--- Kutipan ---
------------------------

Permasalahan toilet yang dihadapi perempuan ditambah dengan fakta bahwa jarang didapati toilet-toilet bersih di Indonesia dengan aliran air bersih. Minimnya ketersediaan air bersih ini lagi-lagi berimbas buruk bagi perempuan menstruasi yang harus membersihkan pembalut dan dirinya. Dari pengalaman semacam ini, saya biasanya memilih mencari toilet lain yang lebih jauh dari tempat yang saya tuju walaupun kala itu saya sangat butuh ke toilet untuk mengganti pembalut yang sudah penuh.
Baca juga: Apa yang Kita Bicarakan Saat Berbicara Soal Toilet di Indonesia
Permasalahan toilet umum dirasa semakin menyusahkan bagi perempuan yang harus mendampingi anak kecilnya buang air. Kurangnya jumlah toilet perempuan dan minimnya ketersediaan air dan area toilet yang bersih membuat para ibu kesusahan membersihkan anaknya setelah mereka buang air besar. Hal ini lantas bisa berdampak pada kesehatan anak-anak tersebut seiring pernyataan mantan Menteri Kesehatan Nafsiah Mboi, yang menyebutkan bahwa anak-anak rentan terkena penyakit akibat kurangnya sanitasi dan higienitas.
Hal lain yang barangkali terdengar sepele tetapi penting adalah tidak adanya gantungan baju di dalam bilik toilet. Bagi para ibu, hal ini menyusahkan mereka karena biasanya mereka membawa banyak bawaan, termasuk pakaian anaknya yang ditanggalkan saat sang anak buang hajat. Gantungan baju di bilik toilet tidak hanya memudahkan ruang gerak perempuan di sana, tetapi juga dapat menyingkat waktu mereka berada dalam bilik karena tak harus repot-repot mengambil barang yang jatuh dari pundak mereka saat mereka berjongkok memakaikan celana anaknya.

------------------------

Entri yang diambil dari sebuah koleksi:
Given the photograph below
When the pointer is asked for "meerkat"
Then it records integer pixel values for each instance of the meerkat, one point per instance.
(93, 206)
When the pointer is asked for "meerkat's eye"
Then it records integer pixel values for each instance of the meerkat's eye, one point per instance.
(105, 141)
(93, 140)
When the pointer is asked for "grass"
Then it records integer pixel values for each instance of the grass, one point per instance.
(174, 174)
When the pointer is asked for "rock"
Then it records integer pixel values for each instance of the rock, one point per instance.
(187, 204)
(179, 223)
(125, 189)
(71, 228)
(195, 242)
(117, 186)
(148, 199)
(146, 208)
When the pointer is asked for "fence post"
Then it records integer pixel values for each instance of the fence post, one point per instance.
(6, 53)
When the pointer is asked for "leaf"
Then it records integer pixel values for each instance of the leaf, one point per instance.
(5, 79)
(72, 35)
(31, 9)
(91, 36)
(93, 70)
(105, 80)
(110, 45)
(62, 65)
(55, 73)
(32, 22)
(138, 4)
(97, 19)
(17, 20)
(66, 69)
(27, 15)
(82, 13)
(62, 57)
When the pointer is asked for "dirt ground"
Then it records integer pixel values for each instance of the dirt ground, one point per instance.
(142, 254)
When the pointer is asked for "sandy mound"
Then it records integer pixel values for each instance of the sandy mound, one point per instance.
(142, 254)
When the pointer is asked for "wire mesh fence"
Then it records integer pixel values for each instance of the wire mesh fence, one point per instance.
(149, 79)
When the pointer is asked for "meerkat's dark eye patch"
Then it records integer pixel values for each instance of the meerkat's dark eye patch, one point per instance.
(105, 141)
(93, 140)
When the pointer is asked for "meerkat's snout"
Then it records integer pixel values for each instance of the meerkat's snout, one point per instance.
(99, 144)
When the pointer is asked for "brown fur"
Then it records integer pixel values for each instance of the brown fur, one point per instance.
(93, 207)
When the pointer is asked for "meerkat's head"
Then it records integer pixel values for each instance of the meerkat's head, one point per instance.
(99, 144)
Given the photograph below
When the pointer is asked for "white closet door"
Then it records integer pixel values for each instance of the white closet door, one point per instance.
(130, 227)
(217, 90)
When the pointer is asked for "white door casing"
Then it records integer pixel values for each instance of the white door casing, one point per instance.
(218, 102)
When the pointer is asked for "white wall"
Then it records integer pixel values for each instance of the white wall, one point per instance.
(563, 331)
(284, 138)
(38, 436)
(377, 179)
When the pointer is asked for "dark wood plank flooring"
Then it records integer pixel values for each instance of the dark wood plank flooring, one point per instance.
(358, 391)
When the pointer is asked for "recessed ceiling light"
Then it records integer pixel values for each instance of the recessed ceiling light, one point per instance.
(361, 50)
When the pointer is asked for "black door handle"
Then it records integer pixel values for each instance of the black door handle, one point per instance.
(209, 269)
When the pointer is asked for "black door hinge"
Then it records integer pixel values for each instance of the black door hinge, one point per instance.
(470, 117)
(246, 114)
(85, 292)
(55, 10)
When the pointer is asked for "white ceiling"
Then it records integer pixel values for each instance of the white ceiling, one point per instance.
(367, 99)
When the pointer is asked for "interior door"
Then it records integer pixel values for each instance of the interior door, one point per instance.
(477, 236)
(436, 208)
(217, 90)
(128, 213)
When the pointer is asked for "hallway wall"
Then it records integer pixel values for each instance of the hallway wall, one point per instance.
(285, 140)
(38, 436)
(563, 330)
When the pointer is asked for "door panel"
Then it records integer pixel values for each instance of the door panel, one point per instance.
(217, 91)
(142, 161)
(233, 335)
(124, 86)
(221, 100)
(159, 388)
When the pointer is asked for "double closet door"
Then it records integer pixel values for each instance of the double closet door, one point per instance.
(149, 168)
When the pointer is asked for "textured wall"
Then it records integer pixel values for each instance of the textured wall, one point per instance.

------------------------

Apa terjemahan bahasa Inggris untuk kalimat "Hal lain yang barangkali terdengar sepele tetapi penting adalah tidak adanya gantungan baju di dalam bilik toilet." dari kutipan tentang toilet umum di atas?

--- Bagian Jawaban ---
Another thing that may sound trivial but is important is the absence of clothes hooks inside toilet stalls.